» Stated task
Pick out every line in the entries below that contains the word "hair", and copy each such line in full.

-- START Supplied material --

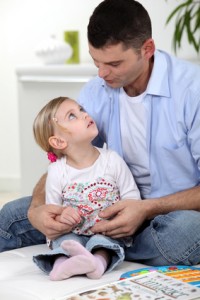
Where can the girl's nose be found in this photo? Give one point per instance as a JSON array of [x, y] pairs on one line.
[[84, 115], [103, 71]]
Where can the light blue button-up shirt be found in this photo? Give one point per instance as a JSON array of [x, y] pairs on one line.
[[173, 125]]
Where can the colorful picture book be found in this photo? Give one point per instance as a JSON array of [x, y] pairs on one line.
[[187, 274], [147, 284]]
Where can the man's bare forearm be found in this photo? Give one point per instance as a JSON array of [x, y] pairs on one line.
[[38, 197]]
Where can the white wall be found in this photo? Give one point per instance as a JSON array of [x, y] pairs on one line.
[[23, 25]]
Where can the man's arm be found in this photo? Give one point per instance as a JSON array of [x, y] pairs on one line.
[[45, 217], [128, 215]]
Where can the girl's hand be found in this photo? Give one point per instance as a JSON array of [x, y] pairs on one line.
[[70, 216]]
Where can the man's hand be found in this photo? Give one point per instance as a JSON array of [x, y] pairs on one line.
[[121, 219], [70, 216], [46, 218]]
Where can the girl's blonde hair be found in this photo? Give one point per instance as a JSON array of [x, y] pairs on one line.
[[43, 126]]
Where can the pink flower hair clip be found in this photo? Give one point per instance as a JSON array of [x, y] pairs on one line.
[[52, 156]]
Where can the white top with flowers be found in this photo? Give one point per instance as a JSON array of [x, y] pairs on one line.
[[91, 189]]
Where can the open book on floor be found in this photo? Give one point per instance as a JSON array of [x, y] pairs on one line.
[[144, 284]]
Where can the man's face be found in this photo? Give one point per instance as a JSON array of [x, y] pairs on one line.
[[119, 67]]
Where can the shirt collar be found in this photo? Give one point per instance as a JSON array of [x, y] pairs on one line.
[[158, 82]]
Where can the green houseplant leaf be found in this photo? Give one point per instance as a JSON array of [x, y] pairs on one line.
[[187, 21]]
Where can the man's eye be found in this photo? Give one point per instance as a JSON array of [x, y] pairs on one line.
[[72, 116], [82, 109], [115, 64]]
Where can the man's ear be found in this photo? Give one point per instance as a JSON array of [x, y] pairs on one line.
[[148, 48], [57, 142]]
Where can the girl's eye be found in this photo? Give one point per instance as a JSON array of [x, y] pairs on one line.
[[72, 116]]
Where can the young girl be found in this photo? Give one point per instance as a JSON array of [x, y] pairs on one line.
[[84, 179]]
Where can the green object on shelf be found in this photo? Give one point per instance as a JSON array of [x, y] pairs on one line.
[[72, 38]]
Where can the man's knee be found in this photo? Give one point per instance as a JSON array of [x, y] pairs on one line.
[[176, 236], [15, 228]]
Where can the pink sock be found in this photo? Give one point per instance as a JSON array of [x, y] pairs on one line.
[[81, 261]]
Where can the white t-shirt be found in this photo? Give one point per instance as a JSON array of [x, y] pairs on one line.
[[133, 123], [91, 189]]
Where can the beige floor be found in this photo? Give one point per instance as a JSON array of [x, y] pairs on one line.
[[8, 196]]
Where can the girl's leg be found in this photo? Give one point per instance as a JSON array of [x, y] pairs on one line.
[[81, 261]]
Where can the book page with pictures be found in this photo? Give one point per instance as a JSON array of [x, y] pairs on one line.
[[150, 286]]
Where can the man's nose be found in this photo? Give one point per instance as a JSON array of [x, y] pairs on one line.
[[103, 71]]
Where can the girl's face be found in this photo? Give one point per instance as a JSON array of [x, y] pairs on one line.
[[74, 124]]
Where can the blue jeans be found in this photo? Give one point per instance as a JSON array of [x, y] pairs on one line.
[[168, 239], [15, 228]]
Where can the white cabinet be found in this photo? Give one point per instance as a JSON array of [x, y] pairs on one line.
[[36, 86]]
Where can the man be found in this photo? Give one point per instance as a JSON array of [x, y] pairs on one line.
[[147, 107]]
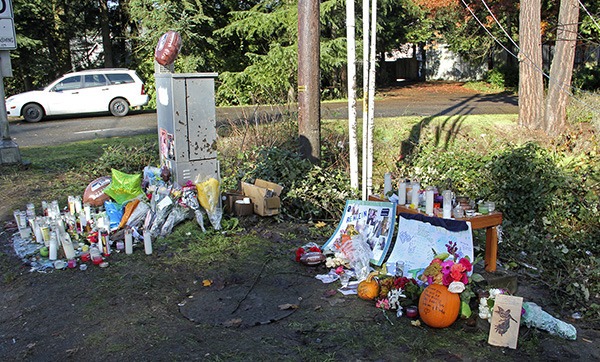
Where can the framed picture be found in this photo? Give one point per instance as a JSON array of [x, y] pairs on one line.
[[373, 219]]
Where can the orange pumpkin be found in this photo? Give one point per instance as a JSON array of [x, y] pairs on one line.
[[438, 307], [368, 289]]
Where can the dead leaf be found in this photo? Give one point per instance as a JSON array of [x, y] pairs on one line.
[[330, 293], [288, 306], [235, 322]]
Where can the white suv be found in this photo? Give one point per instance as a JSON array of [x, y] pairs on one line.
[[88, 91]]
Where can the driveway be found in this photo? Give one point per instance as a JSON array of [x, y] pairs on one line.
[[411, 100]]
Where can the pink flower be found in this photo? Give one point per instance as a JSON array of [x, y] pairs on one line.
[[446, 266], [466, 263], [383, 304], [436, 261], [447, 279]]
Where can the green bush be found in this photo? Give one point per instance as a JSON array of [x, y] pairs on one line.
[[503, 76], [320, 194], [125, 158], [522, 181], [587, 78]]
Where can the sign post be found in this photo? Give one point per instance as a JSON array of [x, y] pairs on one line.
[[9, 150]]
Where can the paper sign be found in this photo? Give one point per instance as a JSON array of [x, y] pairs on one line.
[[373, 219], [416, 241], [506, 318]]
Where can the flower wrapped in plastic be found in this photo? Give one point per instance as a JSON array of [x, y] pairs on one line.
[[190, 198], [161, 206], [208, 196]]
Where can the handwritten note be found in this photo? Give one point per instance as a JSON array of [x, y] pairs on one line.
[[506, 318]]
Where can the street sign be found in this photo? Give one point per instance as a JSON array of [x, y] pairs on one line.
[[6, 9], [8, 37]]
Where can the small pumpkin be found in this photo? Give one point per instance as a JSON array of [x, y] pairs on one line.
[[438, 307], [368, 289]]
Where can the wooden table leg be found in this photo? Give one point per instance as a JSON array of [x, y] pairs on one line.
[[491, 249]]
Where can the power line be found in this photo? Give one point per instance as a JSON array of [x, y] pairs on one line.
[[590, 15], [537, 68]]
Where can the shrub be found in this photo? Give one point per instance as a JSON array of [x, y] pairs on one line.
[[125, 158], [522, 181]]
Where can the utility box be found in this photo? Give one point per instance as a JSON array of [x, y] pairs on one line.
[[187, 135]]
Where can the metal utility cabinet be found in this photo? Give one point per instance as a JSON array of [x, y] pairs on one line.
[[185, 108]]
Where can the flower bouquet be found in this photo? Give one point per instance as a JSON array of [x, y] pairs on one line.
[[396, 293], [449, 269]]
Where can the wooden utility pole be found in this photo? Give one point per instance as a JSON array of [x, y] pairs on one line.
[[309, 90], [351, 58], [531, 86], [9, 150], [561, 70]]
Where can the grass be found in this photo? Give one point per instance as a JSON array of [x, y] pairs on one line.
[[190, 255]]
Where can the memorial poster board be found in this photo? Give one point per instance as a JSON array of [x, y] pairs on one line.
[[373, 219]]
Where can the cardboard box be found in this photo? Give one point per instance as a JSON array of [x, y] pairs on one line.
[[229, 200], [242, 208], [264, 196]]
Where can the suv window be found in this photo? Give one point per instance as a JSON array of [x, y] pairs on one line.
[[119, 78], [94, 80], [70, 83]]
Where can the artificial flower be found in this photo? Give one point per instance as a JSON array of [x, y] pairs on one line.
[[446, 268], [456, 287], [383, 304], [466, 263]]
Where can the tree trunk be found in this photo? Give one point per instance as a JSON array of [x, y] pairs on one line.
[[351, 58], [309, 92], [561, 69], [59, 46], [105, 31], [365, 123], [531, 86]]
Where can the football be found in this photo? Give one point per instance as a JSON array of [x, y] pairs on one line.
[[94, 192], [168, 48]]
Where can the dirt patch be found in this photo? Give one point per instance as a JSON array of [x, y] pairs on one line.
[[263, 306]]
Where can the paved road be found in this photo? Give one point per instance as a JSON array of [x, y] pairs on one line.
[[69, 129]]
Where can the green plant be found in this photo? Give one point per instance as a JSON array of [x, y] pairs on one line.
[[125, 158], [523, 180]]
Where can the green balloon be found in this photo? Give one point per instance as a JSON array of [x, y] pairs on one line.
[[44, 251]]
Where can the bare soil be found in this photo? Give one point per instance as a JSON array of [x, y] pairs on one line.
[[264, 307]]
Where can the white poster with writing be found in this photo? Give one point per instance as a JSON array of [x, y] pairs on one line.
[[417, 240], [373, 219]]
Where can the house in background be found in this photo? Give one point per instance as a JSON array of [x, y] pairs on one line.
[[434, 62]]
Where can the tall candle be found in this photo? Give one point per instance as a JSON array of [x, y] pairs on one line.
[[53, 247], [387, 184], [402, 193], [447, 204], [147, 242], [128, 241], [67, 246], [429, 201], [416, 187], [87, 209]]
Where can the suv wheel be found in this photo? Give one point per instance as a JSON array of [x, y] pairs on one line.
[[119, 107], [33, 112]]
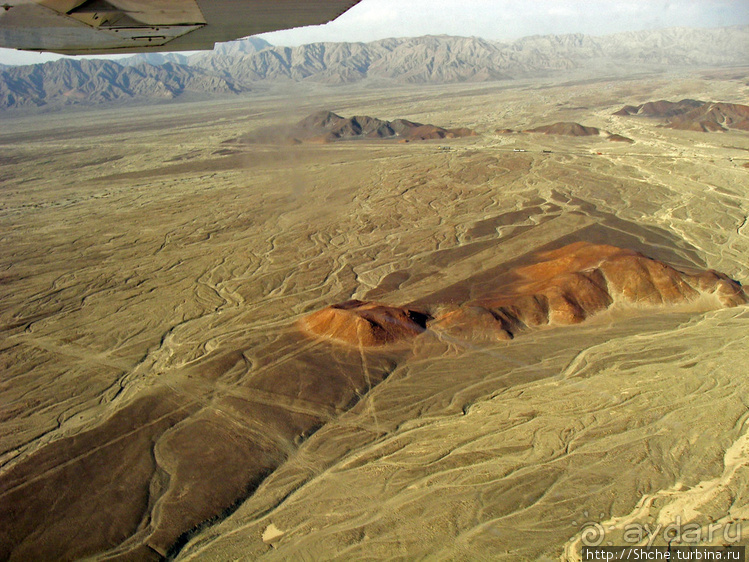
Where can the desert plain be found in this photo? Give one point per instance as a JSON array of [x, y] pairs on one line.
[[161, 395]]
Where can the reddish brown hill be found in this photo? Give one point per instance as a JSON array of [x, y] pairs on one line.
[[693, 115], [660, 108], [564, 286], [366, 324]]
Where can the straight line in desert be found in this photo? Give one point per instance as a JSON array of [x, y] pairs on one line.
[[465, 268]]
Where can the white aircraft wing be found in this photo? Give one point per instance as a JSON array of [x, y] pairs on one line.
[[75, 27]]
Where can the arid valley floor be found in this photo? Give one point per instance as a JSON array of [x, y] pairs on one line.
[[159, 396]]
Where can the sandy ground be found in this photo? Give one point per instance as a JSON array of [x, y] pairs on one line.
[[157, 400]]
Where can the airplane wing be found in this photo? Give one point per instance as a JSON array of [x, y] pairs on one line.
[[75, 27]]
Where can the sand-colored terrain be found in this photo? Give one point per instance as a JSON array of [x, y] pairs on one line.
[[163, 392]]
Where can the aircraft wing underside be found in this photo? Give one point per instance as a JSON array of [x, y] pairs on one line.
[[114, 26]]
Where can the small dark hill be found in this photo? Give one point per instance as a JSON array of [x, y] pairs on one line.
[[714, 117], [693, 115], [660, 108], [326, 126], [566, 128]]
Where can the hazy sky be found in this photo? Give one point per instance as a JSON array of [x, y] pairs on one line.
[[495, 19]]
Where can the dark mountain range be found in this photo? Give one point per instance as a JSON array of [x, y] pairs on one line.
[[155, 59], [97, 81], [241, 65]]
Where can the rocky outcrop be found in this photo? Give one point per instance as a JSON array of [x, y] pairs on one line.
[[326, 126], [693, 115], [366, 324], [565, 286]]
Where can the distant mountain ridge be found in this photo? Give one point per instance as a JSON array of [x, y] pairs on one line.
[[326, 126], [240, 66], [693, 115]]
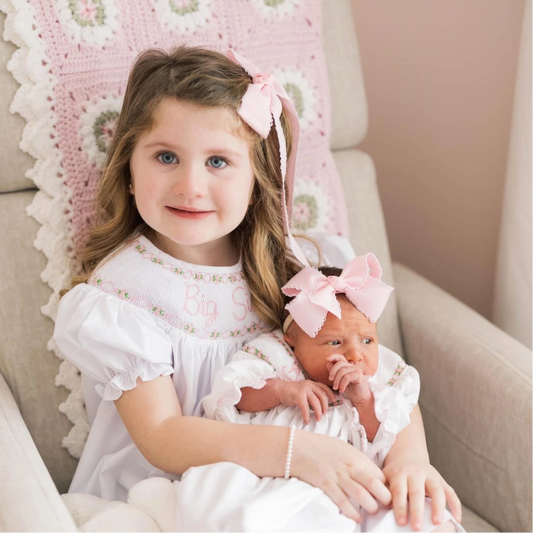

-- END Supplied material --

» Written answer
Where can the girl's blonde hair be found in this photo? Give one point per instance as a JSON array of [x, y] pairs on one line.
Where can the pink flower hair clip be found in this photo? Give one point per instance as a JSON array of [x, y] pairs on one line.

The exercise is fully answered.